> [Stated goal]: Write out all of the records below verbatim, omitting the pictures.

> [Dataset excerpts]:
────────────────────────────────────────

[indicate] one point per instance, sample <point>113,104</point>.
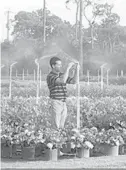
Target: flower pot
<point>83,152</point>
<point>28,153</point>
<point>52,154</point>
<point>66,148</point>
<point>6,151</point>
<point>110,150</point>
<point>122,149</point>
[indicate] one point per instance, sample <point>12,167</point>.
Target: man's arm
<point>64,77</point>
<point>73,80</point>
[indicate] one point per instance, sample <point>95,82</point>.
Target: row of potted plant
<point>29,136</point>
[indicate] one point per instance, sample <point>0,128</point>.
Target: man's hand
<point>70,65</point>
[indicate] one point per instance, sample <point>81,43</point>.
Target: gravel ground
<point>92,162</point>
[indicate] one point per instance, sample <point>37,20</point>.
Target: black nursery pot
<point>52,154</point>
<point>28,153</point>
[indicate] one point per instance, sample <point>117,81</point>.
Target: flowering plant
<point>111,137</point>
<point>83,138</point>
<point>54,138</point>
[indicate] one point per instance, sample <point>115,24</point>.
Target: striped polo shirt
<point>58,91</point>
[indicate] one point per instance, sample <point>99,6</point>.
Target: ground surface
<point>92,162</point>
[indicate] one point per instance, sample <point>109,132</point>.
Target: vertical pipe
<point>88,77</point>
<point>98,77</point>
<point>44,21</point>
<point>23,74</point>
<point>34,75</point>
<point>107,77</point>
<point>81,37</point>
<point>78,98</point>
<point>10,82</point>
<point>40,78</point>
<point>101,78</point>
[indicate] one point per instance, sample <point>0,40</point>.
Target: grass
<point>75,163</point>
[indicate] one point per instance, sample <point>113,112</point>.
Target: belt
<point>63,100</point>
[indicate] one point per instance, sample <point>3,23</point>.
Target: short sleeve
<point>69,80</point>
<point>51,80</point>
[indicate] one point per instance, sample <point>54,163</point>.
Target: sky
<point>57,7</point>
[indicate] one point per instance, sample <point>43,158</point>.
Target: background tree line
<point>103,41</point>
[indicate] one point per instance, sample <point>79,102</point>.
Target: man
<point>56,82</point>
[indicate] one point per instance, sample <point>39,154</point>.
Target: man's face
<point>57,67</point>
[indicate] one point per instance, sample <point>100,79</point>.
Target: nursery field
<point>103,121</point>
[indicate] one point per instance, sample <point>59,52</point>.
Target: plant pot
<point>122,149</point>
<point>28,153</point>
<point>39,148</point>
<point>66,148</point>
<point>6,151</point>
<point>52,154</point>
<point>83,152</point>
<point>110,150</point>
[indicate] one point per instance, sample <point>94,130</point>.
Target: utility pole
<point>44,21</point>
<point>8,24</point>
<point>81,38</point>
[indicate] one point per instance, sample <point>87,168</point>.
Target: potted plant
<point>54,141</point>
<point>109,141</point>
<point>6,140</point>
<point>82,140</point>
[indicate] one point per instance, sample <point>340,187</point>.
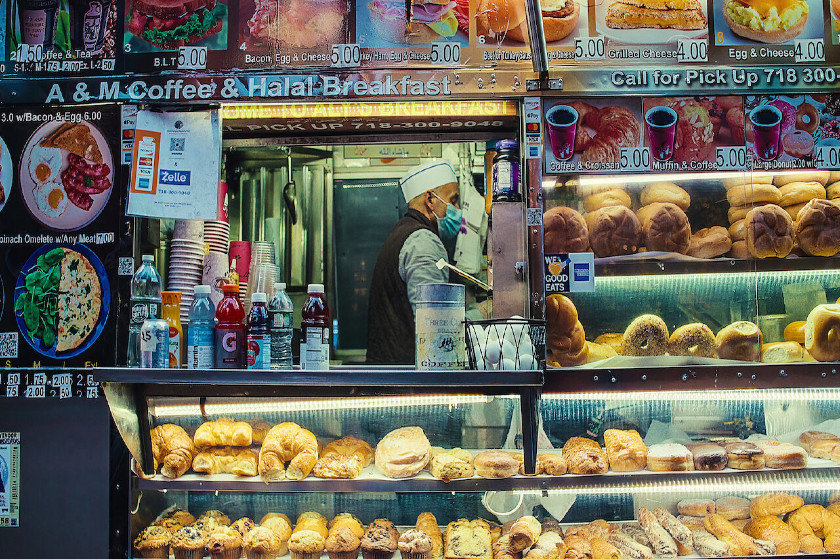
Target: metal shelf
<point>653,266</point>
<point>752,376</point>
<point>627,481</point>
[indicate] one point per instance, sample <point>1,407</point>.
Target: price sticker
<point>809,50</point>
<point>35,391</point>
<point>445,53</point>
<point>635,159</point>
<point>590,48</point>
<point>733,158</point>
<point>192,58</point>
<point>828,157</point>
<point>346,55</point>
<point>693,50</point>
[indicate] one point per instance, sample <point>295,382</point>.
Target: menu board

────────────────────────────────────────

> [The completed task]:
[indicate] one point per instance, sample <point>113,104</point>.
Target: flower pot
<point>83,152</point>
<point>28,153</point>
<point>52,154</point>
<point>66,148</point>
<point>6,151</point>
<point>110,150</point>
<point>122,149</point>
[indicate] one point per instance, sample <point>12,167</point>.
Target: man's arm
<point>64,77</point>
<point>73,80</point>
[indicate] one point per instance, sample <point>95,82</point>.
Target: row of potted plant
<point>29,136</point>
[indicate] one point per instance, sample <point>0,128</point>.
Target: man's hand
<point>70,65</point>
[indicate] one point per instance, sample <point>81,43</point>.
Target: gravel ground
<point>92,162</point>
[indicate] one point per instance, sample <point>37,20</point>.
Target: black nursery pot
<point>52,154</point>
<point>28,153</point>
[indicate] one point per instance, sample <point>117,81</point>.
Target: flowering plant
<point>111,137</point>
<point>83,138</point>
<point>54,138</point>
[indicate] one point per instance, sample <point>115,24</point>.
Target: striped polo shirt
<point>58,91</point>
[indicate] one point per instance, sample <point>99,6</point>.
Target: ground surface
<point>92,162</point>
[indicate] one point per instance, sample <point>109,132</point>.
Target: vertical pipe
<point>88,77</point>
<point>98,77</point>
<point>44,21</point>
<point>23,74</point>
<point>34,75</point>
<point>107,77</point>
<point>81,37</point>
<point>78,98</point>
<point>10,82</point>
<point>40,78</point>
<point>101,78</point>
[indicate] one point per instance, sample <point>0,40</point>.
Target: grass
<point>75,163</point>
[indicate] one point per instance, sample <point>113,112</point>.
Target: belt
<point>63,100</point>
[indicate] one point per instance, sample <point>3,23</point>.
Target: short sleeve
<point>69,80</point>
<point>51,80</point>
[indicate] one point per instance, sample <point>54,163</point>.
Target: sky
<point>57,7</point>
[indicate] one point per instance, sample <point>43,158</point>.
Target: background tree line
<point>103,41</point>
[indicate] one point per instance, sample <point>79,102</point>.
Target: man
<point>56,82</point>
[indicate] one point per instance, sample <point>39,154</point>.
Target: man's face
<point>57,67</point>
[indicate] one point per instance, sample <point>100,79</point>.
Target: nursery field
<point>103,121</point>
[indicate] one point per instance, sample <point>59,52</point>.
Target: plant pot
<point>122,149</point>
<point>28,153</point>
<point>39,148</point>
<point>66,148</point>
<point>6,151</point>
<point>52,154</point>
<point>83,152</point>
<point>110,150</point>
[indicate] one point per instance, sample <point>94,130</point>.
Target: utility pole
<point>44,21</point>
<point>8,24</point>
<point>81,38</point>
[indicate] one point per instance, sample <point>87,168</point>.
Target: potted plant
<point>54,141</point>
<point>109,141</point>
<point>6,140</point>
<point>82,140</point>
[indicate] one point per instance, sample <point>340,187</point>.
Target: metal shelf
<point>653,266</point>
<point>752,376</point>
<point>627,481</point>
[indicate] one point per instance, sample <point>1,407</point>.
Target: price sticker
<point>809,50</point>
<point>35,391</point>
<point>445,53</point>
<point>635,159</point>
<point>590,48</point>
<point>733,158</point>
<point>192,58</point>
<point>828,157</point>
<point>346,55</point>
<point>693,50</point>
[indicate] one point per instance, sample <point>295,382</point>.
Target: menu board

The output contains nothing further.